◆ Task to complete: Please gather every line from the rows below that contains the word "yacht", and copy each one in full.

◆ Available records:
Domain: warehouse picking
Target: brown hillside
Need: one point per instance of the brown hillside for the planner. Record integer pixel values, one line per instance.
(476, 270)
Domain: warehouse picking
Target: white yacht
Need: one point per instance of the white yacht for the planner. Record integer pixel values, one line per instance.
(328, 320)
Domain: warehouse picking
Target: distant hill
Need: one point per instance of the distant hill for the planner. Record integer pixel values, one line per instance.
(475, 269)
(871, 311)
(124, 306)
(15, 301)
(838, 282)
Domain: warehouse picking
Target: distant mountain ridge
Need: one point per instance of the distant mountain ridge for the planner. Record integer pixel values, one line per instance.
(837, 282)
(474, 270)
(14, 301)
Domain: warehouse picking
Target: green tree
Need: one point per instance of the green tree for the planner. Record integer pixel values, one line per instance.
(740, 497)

--

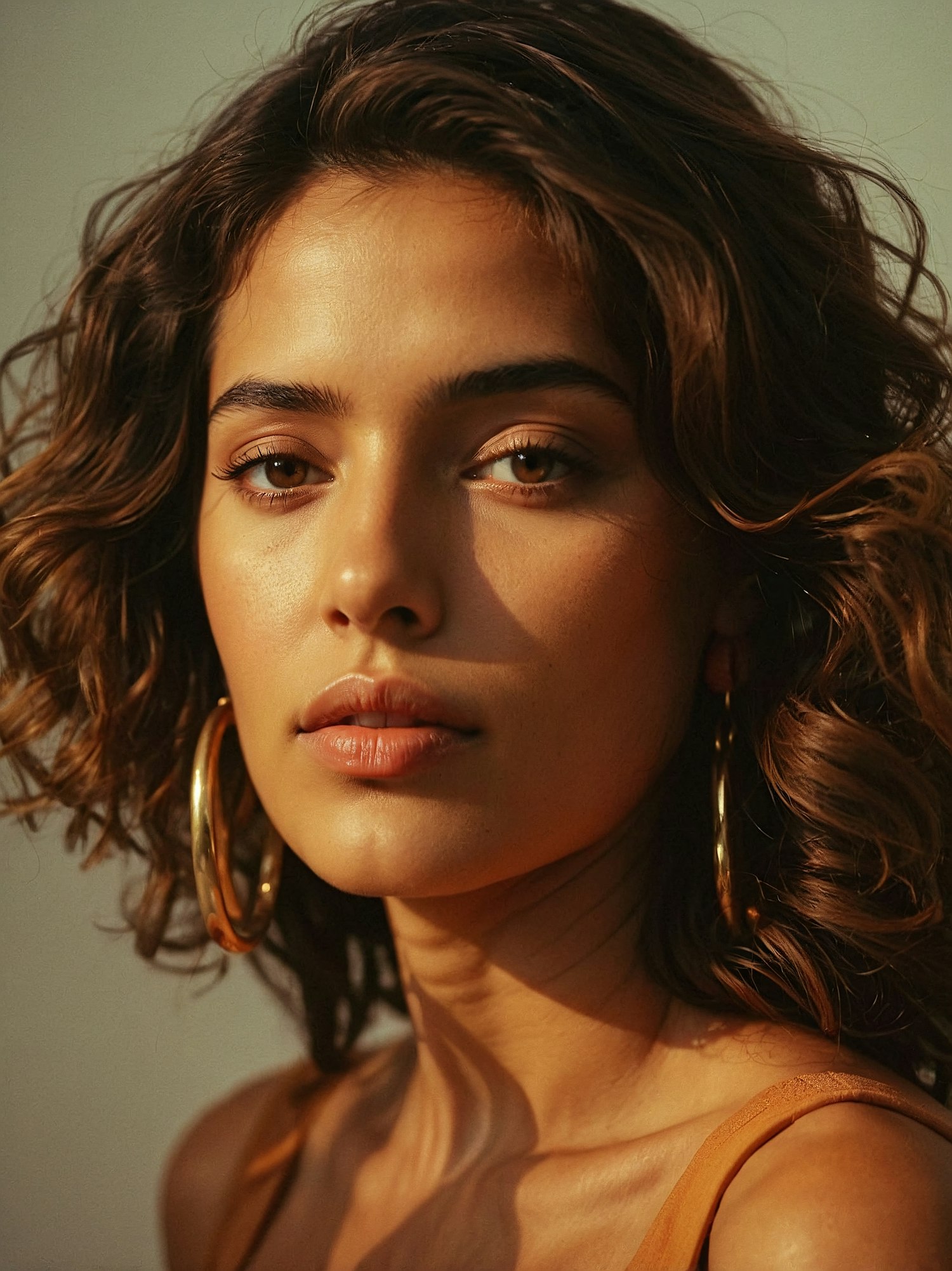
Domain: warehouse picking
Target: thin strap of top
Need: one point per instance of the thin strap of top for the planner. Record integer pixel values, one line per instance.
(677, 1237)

==

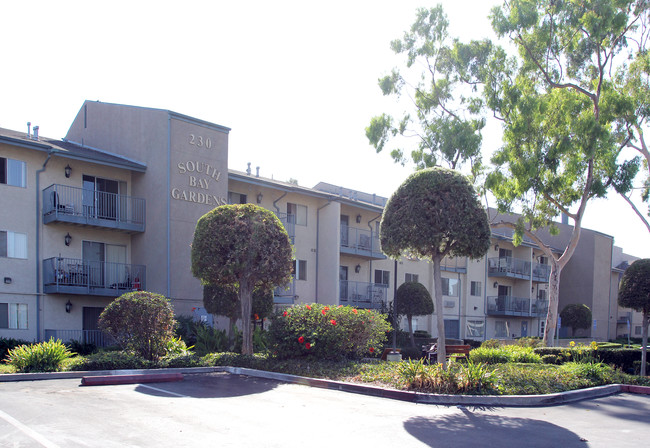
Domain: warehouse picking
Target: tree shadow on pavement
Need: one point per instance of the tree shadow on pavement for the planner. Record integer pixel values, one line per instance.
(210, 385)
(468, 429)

◆ Reply to the task:
Target: white yacht
Need: one point per instance of the white yacht for the planner. Record integer pixel values, one line per instance.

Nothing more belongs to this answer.